___ Records to process ___

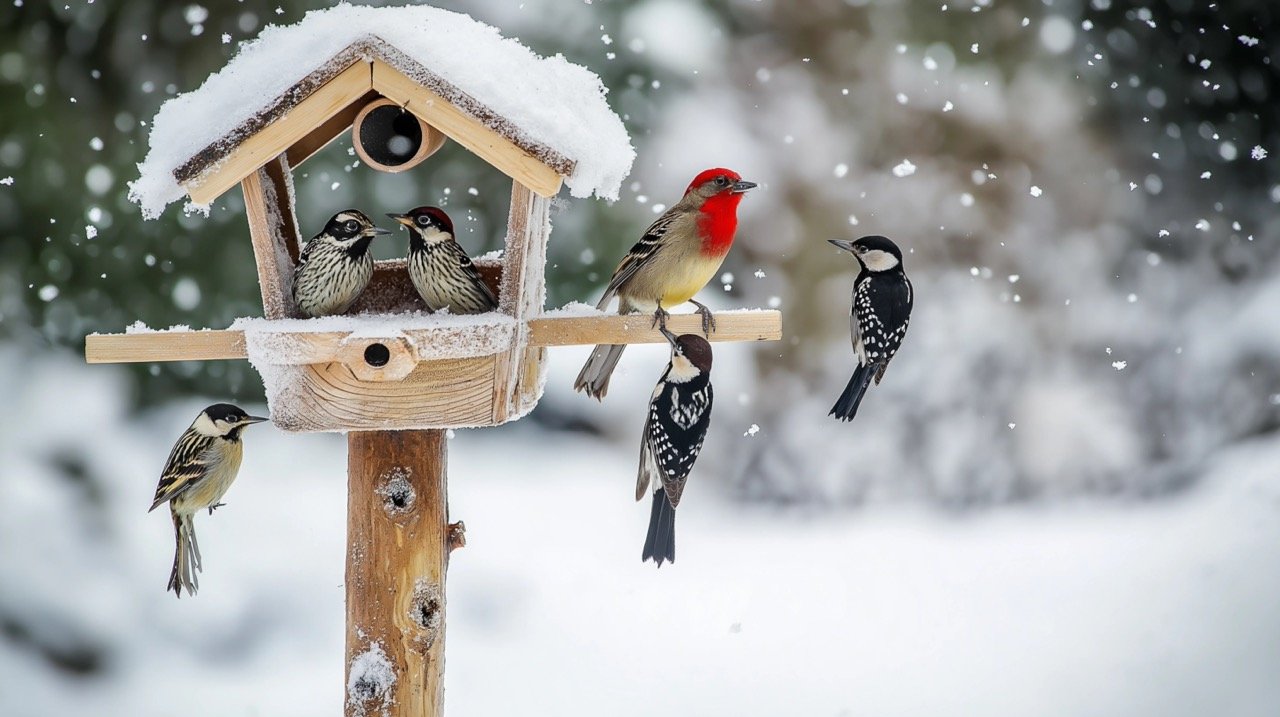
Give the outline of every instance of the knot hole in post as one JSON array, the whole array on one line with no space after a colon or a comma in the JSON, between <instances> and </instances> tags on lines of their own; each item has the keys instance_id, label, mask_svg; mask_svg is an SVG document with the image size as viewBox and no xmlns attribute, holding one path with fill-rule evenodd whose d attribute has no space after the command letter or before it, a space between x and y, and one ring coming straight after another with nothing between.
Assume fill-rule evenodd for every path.
<instances>
[{"instance_id":1,"label":"knot hole in post","mask_svg":"<svg viewBox=\"0 0 1280 717\"><path fill-rule=\"evenodd\" d=\"M440 587L425 578L418 578L413 587L413 601L409 605L409 619L422 629L422 649L430 650L444 623L444 593Z\"/></svg>"},{"instance_id":2,"label":"knot hole in post","mask_svg":"<svg viewBox=\"0 0 1280 717\"><path fill-rule=\"evenodd\" d=\"M396 466L378 478L378 487L373 492L382 498L382 509L391 518L407 515L418 501L418 493L409 482L411 476L412 469Z\"/></svg>"}]
</instances>

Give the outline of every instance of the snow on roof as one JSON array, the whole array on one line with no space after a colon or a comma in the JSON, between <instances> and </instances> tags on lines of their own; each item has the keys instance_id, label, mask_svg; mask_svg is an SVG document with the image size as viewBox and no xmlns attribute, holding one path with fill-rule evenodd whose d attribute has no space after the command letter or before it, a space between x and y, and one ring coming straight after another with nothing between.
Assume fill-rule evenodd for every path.
<instances>
[{"instance_id":1,"label":"snow on roof","mask_svg":"<svg viewBox=\"0 0 1280 717\"><path fill-rule=\"evenodd\" d=\"M443 84L433 90L496 131L514 134L509 139L557 171L568 169L568 160L565 185L573 196L617 199L635 150L594 72L562 55L539 57L469 15L348 4L268 26L199 89L165 102L129 198L144 217L159 216L186 195L175 172L195 158L224 158L224 150L273 119L272 111L287 111L296 95L316 89L313 76L353 45L364 59L376 55L415 80L427 70ZM540 146L549 151L537 152ZM556 156L561 166L547 161Z\"/></svg>"}]
</instances>

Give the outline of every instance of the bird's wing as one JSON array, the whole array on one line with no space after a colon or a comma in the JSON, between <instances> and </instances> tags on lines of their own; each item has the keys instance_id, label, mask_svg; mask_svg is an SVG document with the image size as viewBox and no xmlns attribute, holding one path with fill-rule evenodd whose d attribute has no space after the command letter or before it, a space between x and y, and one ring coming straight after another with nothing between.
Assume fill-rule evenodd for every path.
<instances>
[{"instance_id":1,"label":"bird's wing","mask_svg":"<svg viewBox=\"0 0 1280 717\"><path fill-rule=\"evenodd\" d=\"M205 476L209 468L209 449L216 440L218 439L197 433L191 428L183 432L169 452L169 460L160 474L160 484L156 486L156 496L150 510L155 510L162 503L190 490L191 486Z\"/></svg>"},{"instance_id":2,"label":"bird's wing","mask_svg":"<svg viewBox=\"0 0 1280 717\"><path fill-rule=\"evenodd\" d=\"M653 459L653 448L649 446L649 420L645 418L644 432L640 434L640 467L636 469L636 500L644 498L649 492L649 484L661 481L658 464Z\"/></svg>"},{"instance_id":3,"label":"bird's wing","mask_svg":"<svg viewBox=\"0 0 1280 717\"><path fill-rule=\"evenodd\" d=\"M462 248L456 240L453 242L454 253L458 257L458 268L462 269L463 275L471 281L472 284L484 294L485 301L489 304L490 309L498 308L498 297L493 295L493 291L489 285L484 283L484 279L480 278L480 271L476 269L475 263L471 261L471 257L467 255L467 250Z\"/></svg>"},{"instance_id":4,"label":"bird's wing","mask_svg":"<svg viewBox=\"0 0 1280 717\"><path fill-rule=\"evenodd\" d=\"M902 338L907 334L907 326L911 323L911 307L914 291L911 280L903 275L896 281L872 282L871 303L880 317L879 333L880 368L876 371L876 385L884 378L889 362L898 353Z\"/></svg>"},{"instance_id":5,"label":"bird's wing","mask_svg":"<svg viewBox=\"0 0 1280 717\"><path fill-rule=\"evenodd\" d=\"M644 236L640 237L640 241L636 242L627 255L618 263L618 268L613 272L613 278L609 280L609 285L605 287L604 296L600 298L600 303L596 304L597 309L604 309L609 305L609 301L617 295L618 290L626 286L631 277L635 276L640 267L647 264L658 250L662 247L663 237L667 231L671 229L671 225L680 218L681 212L674 208L668 209L665 214L658 217L649 228L644 230Z\"/></svg>"},{"instance_id":6,"label":"bird's wing","mask_svg":"<svg viewBox=\"0 0 1280 717\"><path fill-rule=\"evenodd\" d=\"M664 395L650 404L649 448L672 507L679 505L685 481L702 452L711 426L712 399L710 382L692 391L668 384Z\"/></svg>"}]
</instances>

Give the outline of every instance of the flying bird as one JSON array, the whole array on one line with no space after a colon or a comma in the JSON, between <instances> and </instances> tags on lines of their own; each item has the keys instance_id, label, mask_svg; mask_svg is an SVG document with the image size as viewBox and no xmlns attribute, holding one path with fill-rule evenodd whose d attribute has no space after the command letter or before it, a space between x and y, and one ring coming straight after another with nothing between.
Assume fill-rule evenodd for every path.
<instances>
[{"instance_id":1,"label":"flying bird","mask_svg":"<svg viewBox=\"0 0 1280 717\"><path fill-rule=\"evenodd\" d=\"M636 474L637 501L653 485L640 560L653 560L658 567L664 560L676 561L676 506L706 440L712 400L711 344L697 334L663 333L671 342L671 361L649 401Z\"/></svg>"},{"instance_id":2,"label":"flying bird","mask_svg":"<svg viewBox=\"0 0 1280 717\"><path fill-rule=\"evenodd\" d=\"M293 272L293 299L298 310L314 317L341 314L351 308L373 278L370 242L390 233L355 209L333 215L324 231L303 247Z\"/></svg>"},{"instance_id":3,"label":"flying bird","mask_svg":"<svg viewBox=\"0 0 1280 717\"><path fill-rule=\"evenodd\" d=\"M902 251L885 237L872 235L855 241L828 241L853 254L861 267L853 281L853 312L849 318L858 366L829 414L842 421L852 421L871 379L875 378L876 385L880 385L885 369L907 333L911 319L911 280L902 268Z\"/></svg>"},{"instance_id":4,"label":"flying bird","mask_svg":"<svg viewBox=\"0 0 1280 717\"><path fill-rule=\"evenodd\" d=\"M483 314L498 299L453 235L453 222L439 207L388 214L409 231L409 278L431 311Z\"/></svg>"},{"instance_id":5,"label":"flying bird","mask_svg":"<svg viewBox=\"0 0 1280 717\"><path fill-rule=\"evenodd\" d=\"M715 330L711 310L693 297L720 270L738 229L738 204L752 187L729 169L708 169L693 178L684 197L645 230L613 272L596 308L618 297L618 313L652 312L666 326L667 309L686 301L698 307L703 333ZM626 346L601 344L591 352L573 387L596 400L609 391L609 377Z\"/></svg>"},{"instance_id":6,"label":"flying bird","mask_svg":"<svg viewBox=\"0 0 1280 717\"><path fill-rule=\"evenodd\" d=\"M246 427L266 420L229 403L215 403L196 416L169 453L155 500L147 512L169 504L177 550L168 589L179 598L184 589L188 595L195 595L200 587L196 576L201 565L195 514L208 509L213 515L213 509L222 505L218 501L240 471L244 456L241 434Z\"/></svg>"}]
</instances>

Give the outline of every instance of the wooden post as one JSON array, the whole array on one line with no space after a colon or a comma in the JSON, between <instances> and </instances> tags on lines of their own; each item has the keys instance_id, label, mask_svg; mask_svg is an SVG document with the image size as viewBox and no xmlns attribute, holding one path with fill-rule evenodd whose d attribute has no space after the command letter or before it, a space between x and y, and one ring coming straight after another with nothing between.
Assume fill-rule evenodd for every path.
<instances>
[{"instance_id":1,"label":"wooden post","mask_svg":"<svg viewBox=\"0 0 1280 717\"><path fill-rule=\"evenodd\" d=\"M436 717L451 545L444 431L347 435L346 717Z\"/></svg>"}]
</instances>

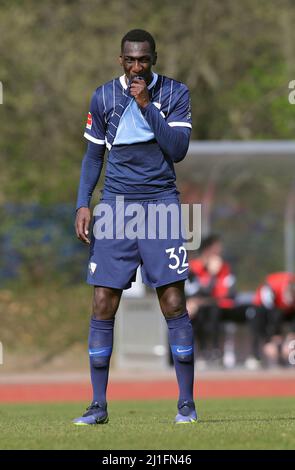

___

* Work task *
Each line from the one containing "Give the outline of every instance of the wooden" through the last line of the entries above is to be extracted exactly. Pictures are not part of the copy.

* Exercise solution *
Give the outline of every instance of the wooden post as one JSON array, the whole array on one line with no space after a colon or a comma in the JSON, between <instances> and </instances> tags on lines of their own; each item has the keys instance_id, label, mask_svg; mask_svg is an SVG document with the image size as viewBox and no xmlns attribute, holding one path with fill-rule evenodd whose d attribute has no space after the command letter or before it, a space between x and y, and one ring coming straight after another with nothing between.
Assume fill-rule evenodd for every path.
<instances>
[{"instance_id":1,"label":"wooden post","mask_svg":"<svg viewBox=\"0 0 1280 717\"><path fill-rule=\"evenodd\" d=\"M436 717L451 545L444 431L347 435L346 717Z\"/></svg>"}]
</instances>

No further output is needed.